Given text:
>>>>>
MTEB Text Embedding Evaluation#

This framework supports MTEB 2.x (Massive Text Embedding Benchmark) for measuring text embedding model performance across retrieval, reranking, classification, clustering, semantic text similarity, and more. Supports 35+ Chinese datasets and 112+ languages.

Warning

Breaking Changes (v1.9.0)

If you are upgrading from an older version, please note:

  1. Config schema: model -> models, eval.tasks -> eval.task_names, eval.topk -> eval.top_k

  2. Dependencies: Requires mteb>=2.7.0 (was 1.x) and ragas>=0.4.0 (was 0.2.x)

  3. Dataset migration: All Chinese datasets migrated from C-MTEB/ to mteb/ organization

  4. Custom Dataset format changes: Unified to Retrieval format (JSONL), deprecated TSV qrels and Reranking/STS custom task types; qrels changed from qrels/test.tsv to flat qrels.jsonl; column names unified: _id (corpus/queries), query-id + corpus-id + score (qrels)

  5. Removed imports: from evalscope.backend.rag_eval import EmbeddingModel -> use load_model(); from evalscope.backend.rag_eval.cmteb import ... -> use evalscope.backend.rag_eval.mteb

Environment Setup#

pip install evalscope[rag] -U

Scenario 1: Evaluate Local Embedding Models (Quick Start)#

For: locally deployed sentence-transformer models

Configuration and Running#

from evalscope.run import run_task

task_cfg = {
    "eval_backend": "RAGEval",
    "eval_config": {
        "tool": "mteb",
        "models": [
            {
                "model_name_or_path": "AI-ModelScope/m3e-base",
                "max_seq_length": 512,
                "model_kwargs": {"torch_dtype": "auto"},
                "encode_kwargs": {"batch_size": 128},
            }
        ],
        "eval": {
            "task_names": ["TNews", "CLSClusteringS2S", "T2Reranking", "T2Retrieval", "ATEC"],
            "verbosity": 2,
            "overwrite_results": True,
            "top_k": 10,
            "limits": 500,
        },
    },
}

run_task(task_cfg=task_cfg)
<<<<<
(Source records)
>>>>>
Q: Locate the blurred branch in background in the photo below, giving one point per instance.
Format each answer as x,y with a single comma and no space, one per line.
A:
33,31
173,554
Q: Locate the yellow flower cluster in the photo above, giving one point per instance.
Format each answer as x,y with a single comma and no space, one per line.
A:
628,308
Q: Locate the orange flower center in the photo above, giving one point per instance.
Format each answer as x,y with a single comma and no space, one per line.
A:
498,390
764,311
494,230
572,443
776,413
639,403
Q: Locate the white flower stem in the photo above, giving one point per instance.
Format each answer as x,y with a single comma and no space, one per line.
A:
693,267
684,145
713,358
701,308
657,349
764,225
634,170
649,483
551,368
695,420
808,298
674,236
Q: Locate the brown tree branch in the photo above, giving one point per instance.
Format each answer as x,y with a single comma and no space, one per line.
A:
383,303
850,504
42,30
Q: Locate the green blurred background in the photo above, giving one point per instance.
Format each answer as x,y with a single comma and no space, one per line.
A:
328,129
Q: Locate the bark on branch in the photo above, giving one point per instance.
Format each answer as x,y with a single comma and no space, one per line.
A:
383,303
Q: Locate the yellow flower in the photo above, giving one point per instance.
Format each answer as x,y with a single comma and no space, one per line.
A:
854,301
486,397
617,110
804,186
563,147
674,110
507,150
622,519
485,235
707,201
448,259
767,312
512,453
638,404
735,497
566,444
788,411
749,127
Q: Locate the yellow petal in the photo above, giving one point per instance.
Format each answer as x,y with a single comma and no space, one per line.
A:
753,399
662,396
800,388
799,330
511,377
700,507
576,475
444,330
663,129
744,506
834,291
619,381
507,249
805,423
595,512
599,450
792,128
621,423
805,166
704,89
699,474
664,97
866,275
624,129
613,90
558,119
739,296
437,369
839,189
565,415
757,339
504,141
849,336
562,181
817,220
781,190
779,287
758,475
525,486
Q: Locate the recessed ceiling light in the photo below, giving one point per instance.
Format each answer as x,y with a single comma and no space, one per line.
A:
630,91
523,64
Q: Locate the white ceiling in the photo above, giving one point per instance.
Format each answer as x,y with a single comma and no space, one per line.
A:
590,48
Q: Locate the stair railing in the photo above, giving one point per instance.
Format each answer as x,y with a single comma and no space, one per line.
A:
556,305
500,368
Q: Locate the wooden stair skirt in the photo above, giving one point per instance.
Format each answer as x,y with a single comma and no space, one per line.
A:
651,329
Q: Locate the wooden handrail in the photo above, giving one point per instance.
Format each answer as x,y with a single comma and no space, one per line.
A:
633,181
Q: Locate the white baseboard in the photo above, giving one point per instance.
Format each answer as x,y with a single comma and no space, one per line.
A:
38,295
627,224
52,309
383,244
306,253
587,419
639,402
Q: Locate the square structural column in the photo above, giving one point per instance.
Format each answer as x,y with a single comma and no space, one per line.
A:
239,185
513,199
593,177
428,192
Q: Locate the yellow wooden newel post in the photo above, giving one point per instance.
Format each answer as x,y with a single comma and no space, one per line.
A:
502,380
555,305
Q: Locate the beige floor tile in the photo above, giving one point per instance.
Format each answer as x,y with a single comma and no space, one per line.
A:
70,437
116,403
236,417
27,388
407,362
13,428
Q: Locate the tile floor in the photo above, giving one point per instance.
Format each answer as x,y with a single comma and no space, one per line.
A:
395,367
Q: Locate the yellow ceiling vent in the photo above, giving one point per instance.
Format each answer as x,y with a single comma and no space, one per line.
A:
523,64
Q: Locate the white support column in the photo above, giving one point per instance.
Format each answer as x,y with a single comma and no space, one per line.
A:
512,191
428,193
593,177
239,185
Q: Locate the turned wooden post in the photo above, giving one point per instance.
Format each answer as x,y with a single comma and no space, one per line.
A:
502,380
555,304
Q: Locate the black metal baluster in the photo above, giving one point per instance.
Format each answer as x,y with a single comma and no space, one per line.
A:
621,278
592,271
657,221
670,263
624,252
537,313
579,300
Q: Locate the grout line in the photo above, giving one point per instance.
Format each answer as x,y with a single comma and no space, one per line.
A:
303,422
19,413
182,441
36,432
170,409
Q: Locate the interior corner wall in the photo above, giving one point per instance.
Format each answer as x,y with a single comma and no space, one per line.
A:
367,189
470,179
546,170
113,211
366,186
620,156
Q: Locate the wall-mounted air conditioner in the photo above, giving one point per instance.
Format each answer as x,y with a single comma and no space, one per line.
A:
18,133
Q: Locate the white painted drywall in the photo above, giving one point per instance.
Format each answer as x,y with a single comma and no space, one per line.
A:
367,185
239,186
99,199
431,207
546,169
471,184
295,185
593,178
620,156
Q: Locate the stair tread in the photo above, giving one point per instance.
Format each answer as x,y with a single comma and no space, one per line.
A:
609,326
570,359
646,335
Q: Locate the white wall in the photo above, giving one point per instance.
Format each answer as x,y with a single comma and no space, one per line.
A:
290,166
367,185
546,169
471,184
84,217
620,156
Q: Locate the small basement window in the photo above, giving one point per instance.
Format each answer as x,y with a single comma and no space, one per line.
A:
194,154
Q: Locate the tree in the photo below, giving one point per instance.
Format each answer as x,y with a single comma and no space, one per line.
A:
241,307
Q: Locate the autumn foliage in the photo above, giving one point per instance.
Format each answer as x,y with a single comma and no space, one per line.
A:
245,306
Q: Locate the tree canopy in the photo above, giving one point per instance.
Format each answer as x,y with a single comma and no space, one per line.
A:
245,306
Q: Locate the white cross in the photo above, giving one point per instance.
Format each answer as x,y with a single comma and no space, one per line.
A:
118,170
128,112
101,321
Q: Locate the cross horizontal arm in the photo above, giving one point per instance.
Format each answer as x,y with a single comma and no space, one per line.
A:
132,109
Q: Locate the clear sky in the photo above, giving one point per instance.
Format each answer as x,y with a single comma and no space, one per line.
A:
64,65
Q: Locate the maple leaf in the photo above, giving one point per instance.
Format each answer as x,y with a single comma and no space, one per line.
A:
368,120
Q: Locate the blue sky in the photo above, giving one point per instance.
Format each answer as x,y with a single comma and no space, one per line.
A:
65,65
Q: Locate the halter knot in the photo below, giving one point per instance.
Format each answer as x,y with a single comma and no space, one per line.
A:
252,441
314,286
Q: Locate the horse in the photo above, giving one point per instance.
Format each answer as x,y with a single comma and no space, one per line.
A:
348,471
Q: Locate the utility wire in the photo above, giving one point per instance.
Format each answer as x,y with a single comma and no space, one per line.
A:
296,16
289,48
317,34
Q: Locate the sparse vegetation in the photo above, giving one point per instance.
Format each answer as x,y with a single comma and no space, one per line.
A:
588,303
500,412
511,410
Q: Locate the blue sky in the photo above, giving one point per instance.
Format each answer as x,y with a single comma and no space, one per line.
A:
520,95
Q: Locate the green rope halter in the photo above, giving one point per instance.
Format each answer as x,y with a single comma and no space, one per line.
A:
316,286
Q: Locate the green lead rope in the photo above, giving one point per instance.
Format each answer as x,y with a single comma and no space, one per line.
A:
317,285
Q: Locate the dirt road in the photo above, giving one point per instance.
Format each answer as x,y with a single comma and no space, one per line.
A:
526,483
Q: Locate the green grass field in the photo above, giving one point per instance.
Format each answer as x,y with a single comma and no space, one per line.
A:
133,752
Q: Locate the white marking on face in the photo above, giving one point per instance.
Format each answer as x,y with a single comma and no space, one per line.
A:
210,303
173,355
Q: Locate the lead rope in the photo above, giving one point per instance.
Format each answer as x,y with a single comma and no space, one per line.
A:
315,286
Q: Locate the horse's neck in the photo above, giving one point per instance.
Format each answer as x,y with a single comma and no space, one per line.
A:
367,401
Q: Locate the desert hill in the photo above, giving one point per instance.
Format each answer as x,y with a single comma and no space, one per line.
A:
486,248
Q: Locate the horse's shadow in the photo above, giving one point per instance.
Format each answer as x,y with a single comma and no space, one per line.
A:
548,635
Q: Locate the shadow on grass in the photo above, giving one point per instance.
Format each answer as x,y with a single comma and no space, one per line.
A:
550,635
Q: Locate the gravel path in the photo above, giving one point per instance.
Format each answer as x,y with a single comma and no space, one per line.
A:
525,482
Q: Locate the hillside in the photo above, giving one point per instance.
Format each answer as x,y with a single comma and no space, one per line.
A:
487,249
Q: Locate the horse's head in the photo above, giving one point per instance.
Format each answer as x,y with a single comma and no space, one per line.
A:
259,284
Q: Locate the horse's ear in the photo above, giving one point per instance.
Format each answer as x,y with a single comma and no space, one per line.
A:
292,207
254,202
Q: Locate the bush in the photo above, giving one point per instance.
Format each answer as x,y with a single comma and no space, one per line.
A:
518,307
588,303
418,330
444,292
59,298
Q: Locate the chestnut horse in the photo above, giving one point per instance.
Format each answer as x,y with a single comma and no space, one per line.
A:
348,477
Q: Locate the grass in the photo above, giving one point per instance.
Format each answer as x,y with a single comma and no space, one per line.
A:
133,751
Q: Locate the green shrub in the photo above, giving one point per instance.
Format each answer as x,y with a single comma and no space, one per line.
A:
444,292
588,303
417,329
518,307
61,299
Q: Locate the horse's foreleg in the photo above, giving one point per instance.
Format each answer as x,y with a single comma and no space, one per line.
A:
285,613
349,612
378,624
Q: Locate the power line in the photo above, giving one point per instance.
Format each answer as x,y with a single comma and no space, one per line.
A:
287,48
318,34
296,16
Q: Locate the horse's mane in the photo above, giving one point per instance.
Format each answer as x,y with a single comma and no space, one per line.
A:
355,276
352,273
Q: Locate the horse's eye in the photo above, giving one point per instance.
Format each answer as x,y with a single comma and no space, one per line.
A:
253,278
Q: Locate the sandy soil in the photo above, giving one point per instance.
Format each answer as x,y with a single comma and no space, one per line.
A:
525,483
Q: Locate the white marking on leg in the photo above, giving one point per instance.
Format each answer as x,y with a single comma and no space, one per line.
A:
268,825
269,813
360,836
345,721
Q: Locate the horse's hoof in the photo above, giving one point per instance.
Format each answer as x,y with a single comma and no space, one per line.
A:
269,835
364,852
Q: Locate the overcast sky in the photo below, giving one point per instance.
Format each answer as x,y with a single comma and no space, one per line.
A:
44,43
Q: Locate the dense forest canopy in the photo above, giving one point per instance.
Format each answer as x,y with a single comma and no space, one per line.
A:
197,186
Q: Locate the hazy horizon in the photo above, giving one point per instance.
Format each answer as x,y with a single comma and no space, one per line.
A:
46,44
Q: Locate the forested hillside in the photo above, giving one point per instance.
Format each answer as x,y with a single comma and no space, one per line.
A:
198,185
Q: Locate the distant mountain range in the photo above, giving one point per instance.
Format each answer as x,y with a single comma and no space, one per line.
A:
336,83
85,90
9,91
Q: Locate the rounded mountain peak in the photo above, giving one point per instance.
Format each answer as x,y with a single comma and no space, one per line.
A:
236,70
<<<<<
Task description: Can you reproduce the MTEB text embedding evaluation page above verbatim, from its title to its last line?

Solution to this exercise:
MTEB Text Embedding Evaluation#

This framework supports MTEB 2.x (Massive Text Embedding Benchmark) for measuring text embedding model performance across retrieval, reranking, classification, clustering, semantic text similarity, and more. Supports 35+ Chinese datasets and 112+ languages.

Warning

Breaking Changes (v1.9.0)

If you are upgrading from an older version, please note:

  1. Config schema: model -> models, eval.tasks -> eval.task_names, eval.topk -> eval.top_k

  2. Dependencies: Requires mteb>=2.7.0 (was 1.x) and ragas>=0.4.0 (was 0.2.x)

  3. Dataset migration: All Chinese datasets migrated from C-MTEB/ to mteb/ organization

  4. Custom Dataset format changes: Unified to Retrieval format (JSONL), deprecated TSV qrels and Reranking/STS custom task types; qrels changed from qrels/test.tsv to flat qrels.jsonl; column names unified: _id (corpus/queries), query-id + corpus-id + score (qrels)

  5. Removed imports: from evalscope.backend.rag_eval import EmbeddingModel -> use load_model(); from evalscope.backend.rag_eval.cmteb import ... -> use evalscope.backend.rag_eval.mteb

Environment Setup#

pip install evalscope[rag] -U

Scenario 1: Evaluate Local Embedding Models (Quick Start)#

For: locally deployed sentence-transformer models

Configuration and Running#

from evalscope.run import run_task

task_cfg = {
    "eval_backend": "RAGEval",
    "eval_config": {
        "tool": "mteb",
        "models": [
            {
                "model_name_or_path": "AI-ModelScope/m3e-base",
                "max_seq_length": 512,
                "model_kwargs": {"torch_dtype": "auto"},
                "encode_kwargs": {"batch_size": 128},
            }
        ],
        "eval": {
            "task_names": ["TNews", "CLSClusteringS2S", "T2Reranking", "T2Retrieval", "ATEC"],
            "verbosity": 2,
            "overwrite_results": True,
            "top_k": 10,
            "limits": 500,
        },
    },
}

run_task(task_cfg=task_cfg)